Instruction
Omit every picture and output the rest of the records exactly as they are.

# # #

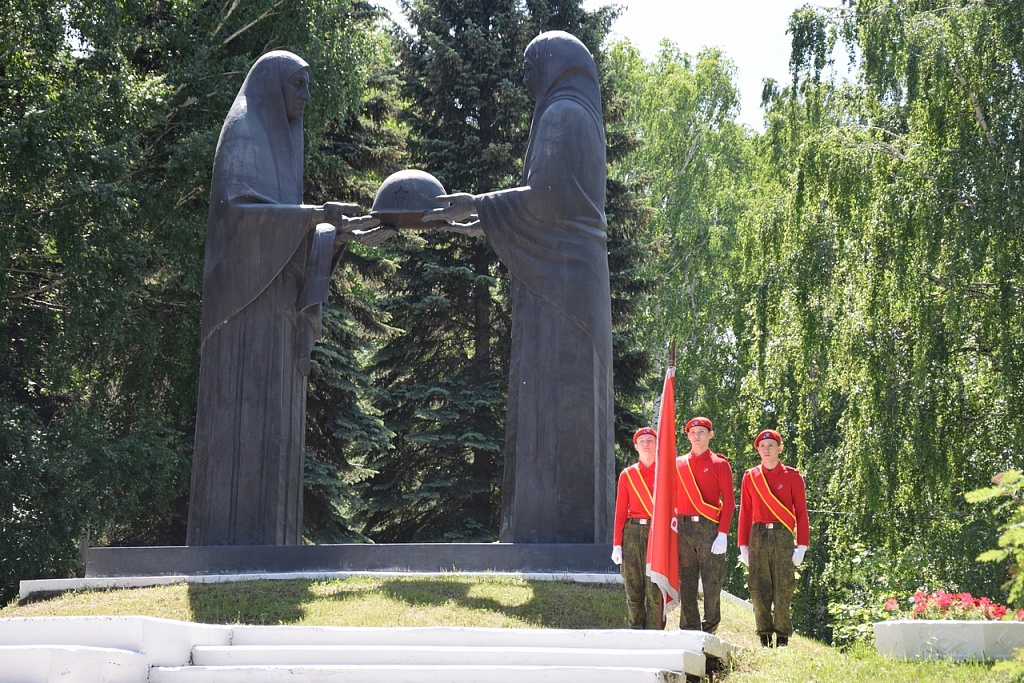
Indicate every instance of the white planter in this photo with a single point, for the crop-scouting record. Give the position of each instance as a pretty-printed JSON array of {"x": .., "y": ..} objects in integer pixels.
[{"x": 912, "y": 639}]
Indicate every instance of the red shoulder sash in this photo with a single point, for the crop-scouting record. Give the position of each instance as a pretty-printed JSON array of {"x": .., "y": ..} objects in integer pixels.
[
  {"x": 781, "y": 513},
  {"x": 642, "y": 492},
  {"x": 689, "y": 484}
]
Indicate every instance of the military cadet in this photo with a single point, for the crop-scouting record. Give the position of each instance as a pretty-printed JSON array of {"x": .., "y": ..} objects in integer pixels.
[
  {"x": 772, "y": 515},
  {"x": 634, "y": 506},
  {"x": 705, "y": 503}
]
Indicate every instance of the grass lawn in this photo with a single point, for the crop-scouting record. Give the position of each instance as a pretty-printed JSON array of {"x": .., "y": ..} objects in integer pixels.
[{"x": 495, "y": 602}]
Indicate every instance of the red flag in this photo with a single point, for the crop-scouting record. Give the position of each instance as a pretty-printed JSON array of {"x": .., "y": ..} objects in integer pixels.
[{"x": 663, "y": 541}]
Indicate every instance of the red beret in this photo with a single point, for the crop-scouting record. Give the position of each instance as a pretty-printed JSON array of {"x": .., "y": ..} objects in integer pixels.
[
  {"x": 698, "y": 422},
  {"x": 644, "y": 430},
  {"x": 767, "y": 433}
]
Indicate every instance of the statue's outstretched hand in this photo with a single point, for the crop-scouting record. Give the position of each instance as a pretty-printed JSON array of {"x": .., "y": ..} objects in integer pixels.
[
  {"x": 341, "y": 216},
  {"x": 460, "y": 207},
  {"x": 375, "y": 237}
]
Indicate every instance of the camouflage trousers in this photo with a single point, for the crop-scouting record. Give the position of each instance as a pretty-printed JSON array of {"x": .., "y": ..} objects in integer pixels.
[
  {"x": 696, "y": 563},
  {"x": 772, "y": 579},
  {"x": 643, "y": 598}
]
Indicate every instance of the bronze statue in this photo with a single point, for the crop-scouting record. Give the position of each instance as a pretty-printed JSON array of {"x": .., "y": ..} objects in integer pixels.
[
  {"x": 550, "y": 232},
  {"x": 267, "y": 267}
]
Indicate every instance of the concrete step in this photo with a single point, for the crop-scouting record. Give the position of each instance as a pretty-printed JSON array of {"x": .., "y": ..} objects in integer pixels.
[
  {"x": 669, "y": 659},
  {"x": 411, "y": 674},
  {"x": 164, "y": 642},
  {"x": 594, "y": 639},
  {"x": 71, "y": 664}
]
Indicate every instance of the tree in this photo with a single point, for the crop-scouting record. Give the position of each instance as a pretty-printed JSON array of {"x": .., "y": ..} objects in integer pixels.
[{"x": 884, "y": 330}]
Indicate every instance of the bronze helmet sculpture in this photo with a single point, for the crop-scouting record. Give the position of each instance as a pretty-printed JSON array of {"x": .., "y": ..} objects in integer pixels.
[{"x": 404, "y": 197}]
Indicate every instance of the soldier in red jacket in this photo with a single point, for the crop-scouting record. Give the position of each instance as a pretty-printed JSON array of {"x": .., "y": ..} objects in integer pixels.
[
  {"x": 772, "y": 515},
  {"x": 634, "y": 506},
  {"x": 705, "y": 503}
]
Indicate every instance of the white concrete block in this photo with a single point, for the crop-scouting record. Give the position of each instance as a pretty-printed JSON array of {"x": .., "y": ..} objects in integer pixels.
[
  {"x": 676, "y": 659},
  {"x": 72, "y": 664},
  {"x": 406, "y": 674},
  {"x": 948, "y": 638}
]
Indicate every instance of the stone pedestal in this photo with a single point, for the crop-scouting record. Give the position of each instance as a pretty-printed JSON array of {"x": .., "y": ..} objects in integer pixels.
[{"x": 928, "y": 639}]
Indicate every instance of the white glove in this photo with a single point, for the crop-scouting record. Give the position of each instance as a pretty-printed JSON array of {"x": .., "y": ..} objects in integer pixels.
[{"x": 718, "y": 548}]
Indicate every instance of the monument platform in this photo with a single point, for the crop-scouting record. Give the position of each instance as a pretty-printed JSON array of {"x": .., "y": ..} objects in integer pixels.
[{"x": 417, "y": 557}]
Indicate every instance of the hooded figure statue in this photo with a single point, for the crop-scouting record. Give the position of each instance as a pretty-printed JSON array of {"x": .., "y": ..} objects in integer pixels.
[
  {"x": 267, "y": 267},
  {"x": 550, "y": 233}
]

# # #

Expected answer
Indicate every instance of the white planter in this photo with a single point, for the crop-scouting record. Give the position of each instance as a pretty-printed JSON array of {"x": .., "y": ..} objects in integer pixels.
[{"x": 912, "y": 639}]
Indicate every instance of the red shoulder sash in this photo with a single point, for the crop-scouting record. Give the position of each instance as a pretty-printed JSON array of {"x": .., "y": ..} objects in integer pixels.
[
  {"x": 781, "y": 513},
  {"x": 642, "y": 492},
  {"x": 689, "y": 484}
]
Indicate every instance of the military cadet in this photo with a single point, for the crop-scouting record. Give the position of each instance as a pretty-printed JSON array of {"x": .., "y": ..} objects in integer pixels.
[
  {"x": 772, "y": 515},
  {"x": 634, "y": 506},
  {"x": 705, "y": 503}
]
Indicate every instance of the grass lawn in this photo with a single point, for the crop-scouting record. Give the position of each instance as a pretty-printed JSON array of {"x": .., "y": ..} objects in integer pixels.
[{"x": 495, "y": 602}]
Indicate every instance of the red flag in this photo with a single point, for the crop-scouting record. Give the position of each instance as a pretty-printed JSON array of {"x": .., "y": ..} objects in integer pixels.
[{"x": 663, "y": 541}]
Indicate every instance of the red beret in this photo with a single point, for the crop-scouting record. Give the position of each instance as a pretty-printed JSON array of {"x": .., "y": ..} objects in integer pixels.
[
  {"x": 698, "y": 422},
  {"x": 644, "y": 430},
  {"x": 767, "y": 433}
]
Indicate every instance of the statue's outstretched hand in this photo with a single point, for the crop-scouting record. Give the position of each instance as a pretty-printed JSON array of {"x": .., "y": ..} objects in integer pixels.
[
  {"x": 341, "y": 216},
  {"x": 460, "y": 207},
  {"x": 375, "y": 237}
]
Indicate every instance of the camouflage trousers in this photo with a single point, for the crop-scouting record. Give the position of each instance as a pretty-printed JSON array of {"x": .., "y": ..} objects in integer pixels.
[
  {"x": 696, "y": 563},
  {"x": 772, "y": 579},
  {"x": 643, "y": 598}
]
Indicate every instance of the bronze statue in this photo with a single point, for the crop-scouting record. Give the position of each instance as a pretty-printed JSON array of {"x": .., "y": ..} objects in integer pixels.
[
  {"x": 550, "y": 232},
  {"x": 267, "y": 267}
]
Indicate every instance of the concrete step in this photo with a single point, for the crop-scouting record. Give the position of each instance as a pretty-printed JSON array of {"x": .., "y": ..} objects in integer pixels.
[
  {"x": 669, "y": 659},
  {"x": 411, "y": 674},
  {"x": 164, "y": 642},
  {"x": 594, "y": 639},
  {"x": 71, "y": 664}
]
Indicate every instance of the tree in this photo with a single point, for the crop-scouting record. Give the position of each instance as a pretty-printed JSON array of {"x": .., "y": ..} objects in integer pixels.
[{"x": 884, "y": 330}]
Indicate every instance of the bronze helmet sculpture in this photo with a single point, for the crop-scouting record. Give the position of each instance as a pretty-printed JSON array of {"x": .., "y": ..} objects in integer pixels.
[{"x": 404, "y": 197}]
Indicate every instance of the soldier in red jacket in this photo with a single point, for the crop-scouting record. Give the position of each instance as a pretty-printed JSON array of {"x": .., "y": ..} objects in integer pixels.
[
  {"x": 772, "y": 515},
  {"x": 634, "y": 506},
  {"x": 705, "y": 503}
]
Indicate every instance of the white concrete block in this photo with a single point, for the crop-scouting record. Give the position of each instance as a pretty-printed JSON array of {"x": .., "y": ..} objects in integer pixels.
[
  {"x": 676, "y": 659},
  {"x": 72, "y": 664},
  {"x": 406, "y": 674},
  {"x": 948, "y": 638}
]
Indicate every instance of the stone pedestal in this photo with a single point, for the crop-scouting record. Give the position of each instance as a pretty-printed JSON array of {"x": .., "y": ..} objects in integer pixels.
[{"x": 928, "y": 639}]
Indicate every instance of the white glove in this photo with a single point, for the crop-scouting record. Give the position of each instance as a pretty-printed JSON array of {"x": .., "y": ..} objects in integer pixels.
[{"x": 718, "y": 548}]
Indicate every instance of the monument platform in this photo with a single point, for the crop-scouting record. Give the position of each instance as a pretty-printed JSON array of {"x": .., "y": ..} objects in integer pixels.
[{"x": 417, "y": 557}]
Indicate every instance of the hooded figure statue in this photo with a single point, for the crop-scouting record. Give the position of each instance as a pretty-printed JSON array of {"x": .., "y": ..} objects in integer pixels.
[
  {"x": 267, "y": 267},
  {"x": 550, "y": 233}
]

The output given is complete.